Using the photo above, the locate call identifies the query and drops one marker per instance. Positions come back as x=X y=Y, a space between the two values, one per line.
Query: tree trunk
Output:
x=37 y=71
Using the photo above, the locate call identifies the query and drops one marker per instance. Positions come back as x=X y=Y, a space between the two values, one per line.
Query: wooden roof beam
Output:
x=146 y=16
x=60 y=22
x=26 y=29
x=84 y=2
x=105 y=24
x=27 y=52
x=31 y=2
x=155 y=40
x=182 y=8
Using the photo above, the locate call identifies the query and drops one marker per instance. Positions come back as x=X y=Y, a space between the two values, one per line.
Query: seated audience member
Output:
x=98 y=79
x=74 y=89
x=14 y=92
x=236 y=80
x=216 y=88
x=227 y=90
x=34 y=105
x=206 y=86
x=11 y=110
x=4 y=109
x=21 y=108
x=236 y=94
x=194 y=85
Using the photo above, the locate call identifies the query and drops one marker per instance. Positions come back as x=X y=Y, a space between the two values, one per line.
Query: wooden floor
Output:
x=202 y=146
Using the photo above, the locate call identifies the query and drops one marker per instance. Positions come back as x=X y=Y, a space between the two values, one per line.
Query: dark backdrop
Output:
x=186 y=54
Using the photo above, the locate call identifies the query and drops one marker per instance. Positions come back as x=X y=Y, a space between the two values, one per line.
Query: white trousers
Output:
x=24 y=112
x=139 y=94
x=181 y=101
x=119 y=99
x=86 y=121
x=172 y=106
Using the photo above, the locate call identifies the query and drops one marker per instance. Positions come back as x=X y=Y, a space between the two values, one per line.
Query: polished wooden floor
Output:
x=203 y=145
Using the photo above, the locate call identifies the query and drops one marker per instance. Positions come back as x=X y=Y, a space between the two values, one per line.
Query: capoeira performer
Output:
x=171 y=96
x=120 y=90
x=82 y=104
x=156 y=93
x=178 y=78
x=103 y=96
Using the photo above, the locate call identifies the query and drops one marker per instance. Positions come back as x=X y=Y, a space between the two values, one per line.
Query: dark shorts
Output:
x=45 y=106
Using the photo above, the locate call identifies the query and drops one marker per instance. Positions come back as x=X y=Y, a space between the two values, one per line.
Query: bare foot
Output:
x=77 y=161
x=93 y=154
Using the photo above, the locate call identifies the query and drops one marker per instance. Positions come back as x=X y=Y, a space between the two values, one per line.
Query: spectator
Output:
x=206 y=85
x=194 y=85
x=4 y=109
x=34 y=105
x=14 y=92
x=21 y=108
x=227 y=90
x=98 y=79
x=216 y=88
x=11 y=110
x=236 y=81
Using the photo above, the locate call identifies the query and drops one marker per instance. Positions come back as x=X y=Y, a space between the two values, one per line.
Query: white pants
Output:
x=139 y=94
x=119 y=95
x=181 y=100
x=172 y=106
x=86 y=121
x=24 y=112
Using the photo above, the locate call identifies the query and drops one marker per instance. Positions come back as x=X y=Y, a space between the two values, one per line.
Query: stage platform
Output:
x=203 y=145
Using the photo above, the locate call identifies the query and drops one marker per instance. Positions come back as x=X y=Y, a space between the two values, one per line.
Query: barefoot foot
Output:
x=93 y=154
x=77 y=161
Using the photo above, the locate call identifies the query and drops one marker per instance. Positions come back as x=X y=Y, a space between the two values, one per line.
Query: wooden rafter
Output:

STATED TASK: Extract the full listing above without altering anything.

ANSWER FOR THE TASK:
Using the photo above, the locate call identifies the query and drops one marker per instance. Positions come back as x=X y=Y, a space between the two values, one per line.
Query: tree trunk
Output:
x=37 y=71
Using the photo above, the locate call identifies the query and drops one marker per instance. Positions come back as x=X y=Y, a space between the two values, one per line.
Query: wooden roof beam
Output:
x=146 y=16
x=60 y=22
x=26 y=29
x=84 y=2
x=105 y=24
x=27 y=52
x=31 y=2
x=155 y=40
x=182 y=8
Using the photo above, the locate call identifies the query and drops one marker per instance. Positions come back as x=X y=Y, a space between the two values, one per line.
Query: seated audience member
Output:
x=98 y=79
x=74 y=89
x=14 y=92
x=236 y=80
x=216 y=88
x=227 y=90
x=34 y=105
x=206 y=86
x=11 y=110
x=4 y=109
x=21 y=108
x=236 y=94
x=194 y=85
Using the photo above, the locate call identifies the query and drops one marker per instance. Positions come back as x=X y=Y, a space between the two values, one per line.
Query: wooden floor
Output:
x=202 y=146
Using the photo above, the locate call identifies the query and drops one marker per instance. Positions come back as x=X y=Y, a space between the two values, one per line.
Query: dark backdrop
Output:
x=186 y=54
Using the photo above, the locate call identifies the query and drops one marker per instance. Positions come back as x=X y=Y, a space between the two values, one per line.
Query: white trousers
Output:
x=24 y=112
x=139 y=94
x=181 y=101
x=119 y=99
x=86 y=121
x=172 y=106
Using the photo above, the locate call identifies the query and drops one marker per instance. Positions come back as x=X y=Y, a space between the two values, one per line.
Query: polished wooden floor
Output:
x=203 y=145
Using the photo above, the locate call identifies the query and drops one marker per instance. Positions come back as x=X y=Y, a space between the two values, one per line.
Query: capoeira performer
Output:
x=171 y=96
x=120 y=90
x=82 y=104
x=156 y=93
x=178 y=78
x=103 y=96
Using the photo above, the locate call identifies the query and drops one marker per instance. Positions come back as x=X y=Y, a space between the two values, one per line.
Query: dark shorts
Output:
x=45 y=106
Using the photo above, the locate call identifies the query and drops one marker per instance. Positions come back as x=X y=Y, a space between the two values, one per line.
Query: bare foot
Output:
x=77 y=161
x=93 y=154
Using the photo above, the locate call identifies the query and drops one marker per instance. Positions come back as x=X y=Y, a space between the two values, one per line.
Query: spectator
Output:
x=206 y=85
x=194 y=85
x=4 y=109
x=34 y=105
x=14 y=92
x=21 y=108
x=227 y=90
x=98 y=79
x=216 y=88
x=11 y=110
x=236 y=81
Using the photo above, the locate call identifies the query and drops one marker per instance. Positions come back as x=X y=Y, a space between the two values, one per line.
Query: white pants
Output:
x=139 y=94
x=119 y=95
x=181 y=100
x=172 y=106
x=86 y=121
x=24 y=112
Using the photo above, the locate call identifies the query and drops one marker per instance. Positions come back as x=X y=Y, a space between the two values, one per line.
Query: stage platform
Output:
x=203 y=145
Using the photo above, the locate call identifies the query and drops one marker per instance. Positions come back as x=X y=Y, a space between the two values, one per line.
Query: barefoot foot
Output:
x=93 y=154
x=77 y=161
Using the photo above, the locate call identifies the query and drops one marker per instance. Positions come back as x=X y=Y, a space between the two values, one per line.
Query: wooden rafter
Output:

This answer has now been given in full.